• _Records for the exercise_
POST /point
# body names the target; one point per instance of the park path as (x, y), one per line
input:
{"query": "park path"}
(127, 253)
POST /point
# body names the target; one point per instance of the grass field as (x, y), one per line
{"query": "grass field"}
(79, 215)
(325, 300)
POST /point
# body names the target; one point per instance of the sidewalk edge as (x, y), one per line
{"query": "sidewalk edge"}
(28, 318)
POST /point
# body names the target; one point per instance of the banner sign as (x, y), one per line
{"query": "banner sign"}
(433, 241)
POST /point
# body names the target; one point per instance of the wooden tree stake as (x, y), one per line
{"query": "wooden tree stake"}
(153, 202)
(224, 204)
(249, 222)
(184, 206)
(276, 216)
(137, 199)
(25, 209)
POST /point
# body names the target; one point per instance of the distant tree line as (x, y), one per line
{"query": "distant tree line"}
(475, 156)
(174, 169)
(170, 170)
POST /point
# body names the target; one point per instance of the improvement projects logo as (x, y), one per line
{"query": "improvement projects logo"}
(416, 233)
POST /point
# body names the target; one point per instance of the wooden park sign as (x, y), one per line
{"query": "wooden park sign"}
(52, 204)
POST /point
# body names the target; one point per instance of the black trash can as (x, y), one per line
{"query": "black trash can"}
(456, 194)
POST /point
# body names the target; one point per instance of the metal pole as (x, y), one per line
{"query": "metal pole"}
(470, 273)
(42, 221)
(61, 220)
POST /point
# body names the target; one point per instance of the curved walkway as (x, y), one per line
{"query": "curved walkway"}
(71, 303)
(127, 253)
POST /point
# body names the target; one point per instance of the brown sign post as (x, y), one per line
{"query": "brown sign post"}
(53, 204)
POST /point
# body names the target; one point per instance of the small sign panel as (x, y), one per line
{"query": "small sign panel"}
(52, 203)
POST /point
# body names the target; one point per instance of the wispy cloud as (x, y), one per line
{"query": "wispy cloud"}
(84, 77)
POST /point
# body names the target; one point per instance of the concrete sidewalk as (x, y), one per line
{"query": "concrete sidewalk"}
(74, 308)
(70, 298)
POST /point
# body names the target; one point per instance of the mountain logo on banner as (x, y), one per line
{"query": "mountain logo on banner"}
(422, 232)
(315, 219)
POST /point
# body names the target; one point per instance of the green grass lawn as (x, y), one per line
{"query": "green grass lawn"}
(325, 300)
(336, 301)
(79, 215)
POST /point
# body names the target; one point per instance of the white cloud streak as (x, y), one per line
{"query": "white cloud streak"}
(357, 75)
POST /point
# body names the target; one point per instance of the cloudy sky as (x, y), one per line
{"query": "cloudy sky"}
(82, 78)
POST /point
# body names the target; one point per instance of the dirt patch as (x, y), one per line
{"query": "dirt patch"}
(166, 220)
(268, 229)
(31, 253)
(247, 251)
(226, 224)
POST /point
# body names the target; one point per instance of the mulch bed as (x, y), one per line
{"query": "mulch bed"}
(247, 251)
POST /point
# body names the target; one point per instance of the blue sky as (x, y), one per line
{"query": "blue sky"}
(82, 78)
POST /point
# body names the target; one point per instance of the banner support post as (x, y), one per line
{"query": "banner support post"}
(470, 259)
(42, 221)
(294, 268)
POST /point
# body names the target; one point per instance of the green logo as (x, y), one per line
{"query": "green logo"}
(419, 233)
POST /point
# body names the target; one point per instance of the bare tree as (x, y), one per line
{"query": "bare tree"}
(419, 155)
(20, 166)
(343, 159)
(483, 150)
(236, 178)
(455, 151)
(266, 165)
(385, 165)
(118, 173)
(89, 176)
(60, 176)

• _Prompt_
Give all of the entries again, word for word.

• _Result_
POST /point
# body names the target; one point per instance of the park path as (x, y), one per line
input:
{"query": "park path"}
(127, 253)
POST /point
# body names the target; one point per instance of the grass field as (x, y), one per line
{"query": "grass field"}
(79, 215)
(325, 300)
POST /point
# body names the target; one point per instance of the sidewalk edge as (x, y), one per line
{"query": "sidewalk edge"}
(28, 318)
POST /point
# body names the target; one point per instance of the banner sign as (x, y), one per line
{"query": "banner sign"}
(433, 241)
POST /point
# body names the target; one point per instance of the wooden tree stake as (x, y), one per line
{"query": "wooden tree stake"}
(153, 202)
(224, 204)
(249, 222)
(184, 206)
(276, 216)
(137, 199)
(25, 209)
POST /point
# body names the target; one point per instance of the distant tree line as (x, y), one per line
{"query": "distant tree line"}
(475, 156)
(174, 169)
(170, 170)
POST /point
# body names the target; one point per instance of the improvement projects logo as (x, y), one per line
{"query": "improvement projects logo"}
(416, 233)
POST /point
# body names the target; one point per instance of the wooden park sign as (x, y), one per line
{"query": "wooden park sign"}
(52, 204)
POST /point
# body names the target; one point per instance of the black trash can as (x, y), one per line
{"query": "black trash can"}
(456, 194)
POST /point
# body names the target; one point per instance of the metal pole as (x, y), one per line
{"query": "metal pole"}
(470, 273)
(42, 221)
(61, 220)
POST /point
# body names the target; one point per instance of the curved walkway as (x, y), one per line
{"query": "curved walkway"}
(71, 303)
(127, 253)
POST /point
# body names the target; one point per instance of the brown sign post as (x, y), one per line
{"query": "brown sign post"}
(53, 204)
POST /point
# body names the target; one point per instance of the small sign panel as (x, y), one per line
{"query": "small sign panel"}
(52, 203)
POST /point
# body names the target; one point per instance of the wispy cloud as (x, y), one per line
{"query": "wispy cloud"}
(84, 77)
POST /point
# body names the target; one point per instance of the concrete sidewalk as (x, y), one per line
{"query": "concrete sidewalk"}
(74, 308)
(70, 298)
POST /point
# body names the target; one point per instance of the mountain logo on banner as (x, y), one per line
{"query": "mountain logo on banner"}
(422, 232)
(315, 219)
POST /point
# body names the target; one point per instance of the green grass lawn as (x, y), one per line
{"query": "green grass lawn"}
(325, 300)
(336, 301)
(79, 215)
POST /point
# body names the target; one point per instance of the white cloud streak as (x, y), one per line
{"query": "white cloud streak"}
(357, 75)
POST /point
# body names the target; one point per instance of the cloudy sky as (x, y), one per line
{"query": "cloudy sky"}
(82, 78)
POST /point
# body names the target; one point per instance of the dirt patch as (x, y), one per line
{"query": "dirt patch"}
(166, 220)
(268, 229)
(31, 253)
(247, 251)
(226, 224)
POST /point
# body names the target; one point per instance of the mulch bed as (x, y), one per line
{"query": "mulch bed"}
(247, 251)
POST /point
# body names the target; one point per instance of the blue sky as (x, y), one per line
{"query": "blue sky"}
(82, 78)
POST /point
# body names the target; one point per instance of the banner support post as (x, y), one per line
{"query": "banner support post"}
(470, 259)
(42, 221)
(294, 268)
POST /point
# body names the target; one point per instance of the green logo as (x, y), one per line
{"query": "green logo"}
(419, 233)
POST /point
# body names the target; one point per instance of the bare tree as (x, y), one per line
{"query": "bare tree"}
(419, 155)
(20, 166)
(343, 159)
(483, 150)
(236, 178)
(455, 151)
(266, 165)
(385, 165)
(118, 173)
(89, 176)
(60, 176)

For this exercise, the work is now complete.